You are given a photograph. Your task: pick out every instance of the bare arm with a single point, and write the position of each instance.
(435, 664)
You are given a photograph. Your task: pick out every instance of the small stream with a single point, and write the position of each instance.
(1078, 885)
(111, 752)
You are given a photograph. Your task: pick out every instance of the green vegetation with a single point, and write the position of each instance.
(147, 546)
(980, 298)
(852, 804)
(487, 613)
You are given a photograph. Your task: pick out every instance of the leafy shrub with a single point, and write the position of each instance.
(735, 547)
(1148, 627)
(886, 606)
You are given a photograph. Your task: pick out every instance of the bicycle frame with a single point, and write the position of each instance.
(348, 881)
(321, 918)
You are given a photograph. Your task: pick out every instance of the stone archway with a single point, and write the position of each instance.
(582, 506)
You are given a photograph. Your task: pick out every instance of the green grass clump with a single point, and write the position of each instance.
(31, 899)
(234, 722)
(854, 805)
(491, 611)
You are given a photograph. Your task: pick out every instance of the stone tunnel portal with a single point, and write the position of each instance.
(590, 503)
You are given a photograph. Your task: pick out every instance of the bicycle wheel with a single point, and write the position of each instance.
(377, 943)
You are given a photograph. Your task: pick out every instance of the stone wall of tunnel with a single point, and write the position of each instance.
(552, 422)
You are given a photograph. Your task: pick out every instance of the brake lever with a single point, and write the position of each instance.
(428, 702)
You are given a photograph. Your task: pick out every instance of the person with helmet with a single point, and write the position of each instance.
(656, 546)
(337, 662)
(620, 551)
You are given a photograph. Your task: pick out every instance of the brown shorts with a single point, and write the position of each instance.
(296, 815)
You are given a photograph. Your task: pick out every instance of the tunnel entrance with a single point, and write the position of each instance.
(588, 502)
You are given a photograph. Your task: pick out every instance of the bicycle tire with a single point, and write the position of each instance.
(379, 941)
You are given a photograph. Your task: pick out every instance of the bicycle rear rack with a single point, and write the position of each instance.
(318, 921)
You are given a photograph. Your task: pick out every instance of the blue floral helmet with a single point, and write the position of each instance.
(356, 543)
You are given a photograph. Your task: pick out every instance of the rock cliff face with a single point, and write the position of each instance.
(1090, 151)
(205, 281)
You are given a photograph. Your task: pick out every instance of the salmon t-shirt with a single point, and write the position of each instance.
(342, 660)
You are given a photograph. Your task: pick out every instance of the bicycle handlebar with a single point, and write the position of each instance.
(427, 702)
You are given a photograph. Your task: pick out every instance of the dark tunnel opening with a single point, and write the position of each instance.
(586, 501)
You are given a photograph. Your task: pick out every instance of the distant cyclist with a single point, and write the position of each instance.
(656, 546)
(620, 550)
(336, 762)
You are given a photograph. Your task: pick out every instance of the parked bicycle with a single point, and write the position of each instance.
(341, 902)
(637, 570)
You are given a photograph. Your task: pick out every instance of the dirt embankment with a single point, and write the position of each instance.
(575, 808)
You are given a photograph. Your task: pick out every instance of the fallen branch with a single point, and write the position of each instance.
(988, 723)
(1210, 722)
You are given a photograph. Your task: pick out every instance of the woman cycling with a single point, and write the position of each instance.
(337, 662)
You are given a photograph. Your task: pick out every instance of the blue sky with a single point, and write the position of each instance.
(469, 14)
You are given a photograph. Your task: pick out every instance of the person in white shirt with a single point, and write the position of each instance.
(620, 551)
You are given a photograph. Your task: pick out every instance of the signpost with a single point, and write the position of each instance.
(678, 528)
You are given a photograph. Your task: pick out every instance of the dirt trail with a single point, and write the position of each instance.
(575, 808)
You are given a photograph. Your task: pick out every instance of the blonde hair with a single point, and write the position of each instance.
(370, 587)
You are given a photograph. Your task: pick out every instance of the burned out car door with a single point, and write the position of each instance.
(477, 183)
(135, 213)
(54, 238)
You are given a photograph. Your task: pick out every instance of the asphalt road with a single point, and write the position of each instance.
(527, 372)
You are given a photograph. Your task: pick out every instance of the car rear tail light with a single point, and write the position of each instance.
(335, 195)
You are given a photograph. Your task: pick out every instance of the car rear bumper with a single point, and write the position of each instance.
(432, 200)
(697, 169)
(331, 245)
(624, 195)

● ● ●

WHAT THIS TASK INVOLVES: Repeat the entries above verbatim.

SOLVED PROBLEM:
You are given a photograph. Your task: pick out every instance of the bare arm with a single point, and write the position of each instance.
(435, 664)
You are given a photograph. Your task: pick out every instance of the small stream with a single point, and write the position of each instance.
(1078, 885)
(111, 752)
You are given a photograph. Your task: pick out every instance of the green vegetation with a single point, and write the position of each instance.
(147, 546)
(980, 298)
(852, 804)
(487, 613)
You are given a photograph. Your task: pick out every instance of the leafy shrub with a single point, and write the position of each instance.
(735, 547)
(1148, 627)
(886, 606)
You are given a photograph. Your task: pick out every instance of the bicycle frame with a single point, and write the position of each instance.
(348, 881)
(321, 918)
You are given a photograph. Your task: pick out every instance of the stone archway with a single point, and write the position of each instance.
(582, 506)
You are given a photograph. Your task: pick out every instance of the green grass clump with a single point, and write the position of each instance.
(31, 899)
(234, 722)
(854, 805)
(491, 611)
You are given a photograph. Your task: pick out every instance of the stone tunnel portal with a single point, and write the position of each instance.
(590, 503)
You are given a photograph. Your task: pick out every instance of the bicycle wheel with a single point, and write the position of each instance.
(377, 943)
You are given a photograph. Your task: pick out every instance of the stone wall of tunnel with a single point, and write the position of each instance.
(552, 422)
You are given a photograph. Your task: pick out every instance of the brake lever with a single point, and write the position of each instance.
(428, 702)
You are given a photograph. Your task: pick out every instance of the person with helmet with a single point, and write the position of each instance.
(656, 546)
(337, 662)
(620, 551)
You are given a photograph. Your task: pick out every instance of the brown shorts with a single point, and write the position of each instance.
(296, 815)
You are given a photograph. Your task: pick out every instance of the tunnel entrance with a single point, and write the position of each instance.
(588, 502)
You are given a photograph. Your task: pick out every instance of the bicycle tire with a single point, and write the position of each instance.
(379, 941)
You are given a photograph. Your task: pick out every instance of the bicycle rear rack with a single point, and write the position of each instance.
(318, 921)
You are given a photograph. Your task: pick out every instance of the blue floral helmet with a single point, and write the position of each instance.
(356, 543)
You are given a photograph. Your task: pick out every instance of the rock cliff face with a single point, and write the position of each instance.
(1090, 151)
(205, 281)
You are given a photograph. Your task: pick out every instance of the salmon t-shirt with a single point, and write the position of each instance.
(342, 660)
You are given a photograph. Your task: pick out every instance of the bicycle handlebar with a single point, and write the position of each instance.
(427, 702)
You are given a photograph. Your task: pick out every instance of the dark tunnel opening with a single point, and write the position of each instance.
(586, 501)
You are given a photograph. Your task: pick out every instance of the distant cyclist with a single point, and write the position of each instance.
(656, 546)
(620, 550)
(336, 762)
You are given a photograph. Your task: pick out every instance of the parked bicycle with a single point, and write the position of each instance.
(341, 902)
(637, 570)
You are given a photograph. Your task: pick out every instance of the dirt embankment with a single point, and write the position of each instance.
(575, 808)
You are given a photograph. Your task: pick out every instance of the fallen branch with a single point, and write the position of each instance.
(988, 723)
(1210, 722)
You are given a photograph. Your task: pick out every instance of the woman cycling with a single point, and write the position of each instance.
(337, 662)
You are given a photograph. Your task: pick out every instance of the blue sky with a single point, and write the position of each instance.
(469, 14)
You are given a photograph. Your task: pick out every instance of the person in white shirt with a single point, and write the position of each instance.
(620, 551)
You are given a photograph. Your task: pick out every instance of the signpost with a single point, and write the position of each instance.
(678, 528)
You are given a photograph. Your task: pick out every instance of the dirt trail with a single point, and write the position of each instance.
(575, 808)
You are given a photograph. Your task: pick out every instance of the blonde hair with a single point, and write the position of each instance.
(370, 587)
You are given a photograph. Your task: pick out every instance of the burned out car door with a single point, and write the position of each instance.
(477, 183)
(135, 213)
(54, 238)
You are given a photograph. Your task: pick out every instance of the asphalt road with a single point, and write the position of each instance.
(527, 372)
You are given a photograph. Your task: pick out every instance of the car rear tail light with a single point, and write the position of each instance.
(335, 195)
You are given a photograph. Your task: pick out every instance of the car rear bumper with a single point, and write the position of each instance.
(432, 200)
(697, 169)
(331, 245)
(624, 195)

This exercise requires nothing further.